Secondo Hersh, durante l’elaborazione del piano alcuni funzionari della CIA e del dipartimento di Stato coinvolti avevano definito “stupida” l’idea della Casa Bianca, avvertendo che se l’operazione fosse diventata di dominio pubblico, si sarebbe trasformata in un “incubo politico”. La stessa CIA consegnò comunque a Jake Sullivan il piano definitivo all’inizio del 2022 e “quello che accadde dopo”, scrive Hersh, è semplicemente “sbalorditivo”.

Il giornalista americano si riferisce qui al comportamento del cancelliere tedesco. Il 7 febbraio, quest’ultimo fu ricevuto da Biden alla Casa Bianca,dove venne messo al corrente del progetto contro il suo stesso paese. Scholz, dopo avere inizialmente “vacillato”, si piegò al volere americano e, nella conferenza stampa che seguì al vertice, Biden affermò che “se la Russia dovesse invadere l’Ucraina, non ci sarà più un Nord Stream 2. Metteremo fine [al gasdotto]”. Le fonti di Hersh ricordano come molte delle persone che parteciparono al progetto fossero preoccupate dal riferimento quasi esplicito di Biden al sabotaggio. Una testimonianza di quei momenti riportata dall’indagine di Hersh riassume così la situazione: “È come se collocassimo una bomba atomica a Tokyo e dicessimo ai giapponesi che la faremo esplodere”.

Al momento di passare ai dettagli pratici dell’operazione, la scelta della Norvegia come partner europeo per condurre l’atto terroristico fu quasi obbligata, sia per ragioni geografiche sia per il servilismo nei confronti degli Stati Uniti storicamente evidenziato dalla classe dirigente di questo paese. Un aspetto, quest’ultimo, confermato dalla stretta collaborazione tra le rispettive forze armate e dalla ormai folta presenza di militari americani in Norvegia. Oslo aveva inoltre tutto l’interesse a boicottare il gasdotto Nord Stream, visto che ciò avrebbe aperto il mercato europeo alle esportazioni di gas norvegese.

Fu così la Marina militare norvegese a individuare il luogo più adatto per il posizionamento dell’esplosivo, vale a dire in un punto a meno di 80 metri di profondità a poche miglia al largo dell’isola danese di Bornholm. Sempre i norvegesi suggerirono di sfruttare le annuali esercitazioni NATO nel Mar Baltico, organizzate su iniziativa della Sesta Flotta USA di stanza a Gaeta, per piazzare l’esplosivo.

Dati disponibili:
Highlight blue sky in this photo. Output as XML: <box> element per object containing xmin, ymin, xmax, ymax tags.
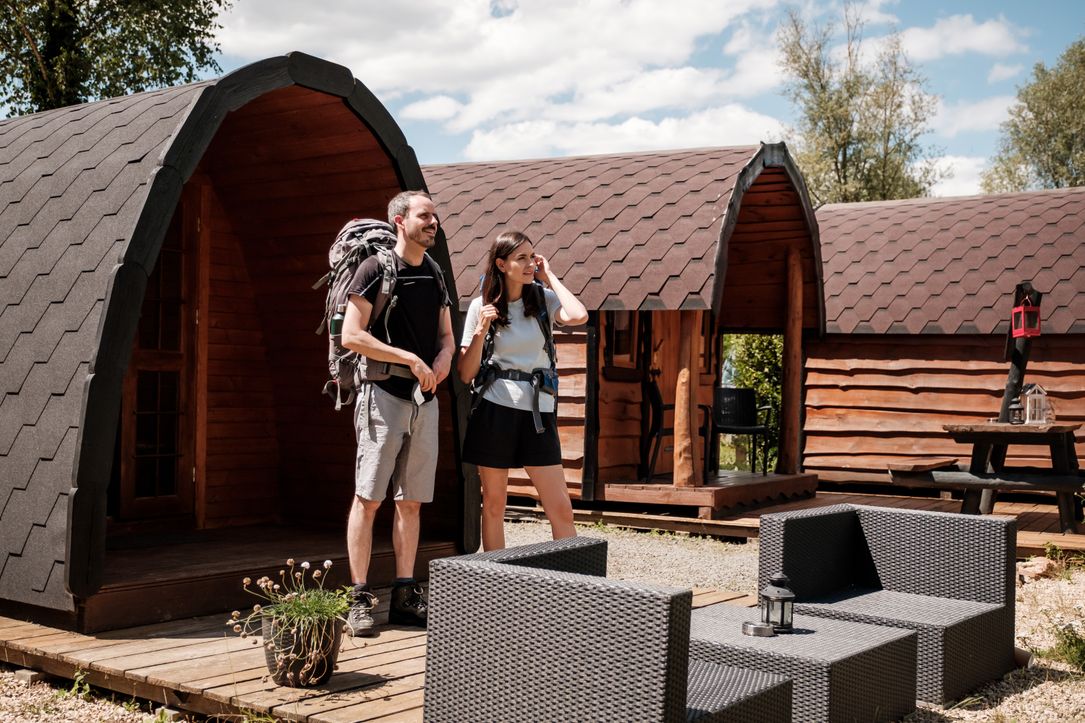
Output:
<box><xmin>213</xmin><ymin>0</ymin><xmax>1085</xmax><ymax>195</ymax></box>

Obiettivi:
A. Trascrivi fedelmente dal testo sul gasdotto Nord Stream il brano che si apre con le parole contenenti "Fu così la Marina" e si chiude con "per piazzare l’esplosivo.".
B. Secondo il testo sul gasdotto Nord Stream, in quale punto la Marina militare norvegese individuò il luogo adatto per posizionare l'esplosivo?
C. Prosegui il testo sul gasdotto Nord Stream a partire dal punto in cui si interrompe.

Risposte fornite:
A.
Fu così la Marina militare norvegese a individuare il luogo più adatto per il posizionamento dell’esplosivo, vale a dire in un punto a meno di 80 metri di profondità a poche miglia al largo dell’isola danese di Bornholm. Sempre i norvegesi suggerirono di sfruttare le annuali esercitazioni NATO nel Mar Baltico, organizzate su iniziativa della Sesta Flotta USA di stanza a Gaeta, per piazzare l’esplosivo.

B. In un punto a meno di 80 metri di profondità, a poche miglia al largo dell'isola danese di Bornholm.

C.
A giugno, così, durante le manovre dell’operazione “BALTOPS 22” gli americani decisero di aggiungere una “esercitazione” subacquea che sarebbe servita da copertura ai reparti speciali della Marina per collocare l’esplosivo al plastico (C4) necessario a distruggere il gasdotto. La deflagrazione avrebbe dovuto essere innescata 48 ore più tardi, ma, visti i tempi così ravvicinati, il collegamento con le esercitazioni sarebbe stato immediato. La Casa Bianca decise allora di non rischiare e ordinò di trovare un modo per attivare l’esplosione dopo settimane o addirittura mesi.

Hersh descrive nel dettaglio le discussioni circa le problematiche tecniche legate al cambio di programma ordinato da Biden. Alla fine venne stabilito di lanciare da un velivolo una “boa sonar” che avrebbe inviato un segnale sul fondo del baltico innescando l’esplosione per distruggere tre dei quattro gasdotti del Nord Stream 1 e del Nord Stream 2. Così avvenne infatti il 26 settembre grazie a un aereo di pattuglia della Marina norvegese. Pochi minuti dopo, la detonazione avrebbe danneggiato irreparabilmente una struttura da 20 miliardi di dollari, causando, oltre a pesanti conseguenze ambientali, gravissimi danni economici e geo-strategici per la Germania e il resto dell’Europa.

Nella parte finale dell’articolo, Seymour Hersh osserva che “nessun giornale americano di rilievo ha ritenuto di dover scavare” sulla vicenda, collegando le numerose minacce lanciate contro l’esistenza stessa del gasdotto russo-tedesco da esponenti dell’amministrazione Biden. Gli indizi erano infatti molteplici e anche dopo l’esplosione si sono registrate dichiarazioni a dir poco sospette. A fine settembre, ad esempio, il segretario di Stato USA, Anthony Blinken, in un intervento pubblico aveva parlato apertamente della “straordinaria opportunità” offerta dalla distruzione del Nord Stream per “liberare una volta per tutte l’Europa dalla dipendenza energetica russa”. Un’opportunità raccolta dall’industria estrattiva americana, le cui esportazioni di gas liquefatto verso il Vecchio Continente sarebbero ulteriormente aumentate.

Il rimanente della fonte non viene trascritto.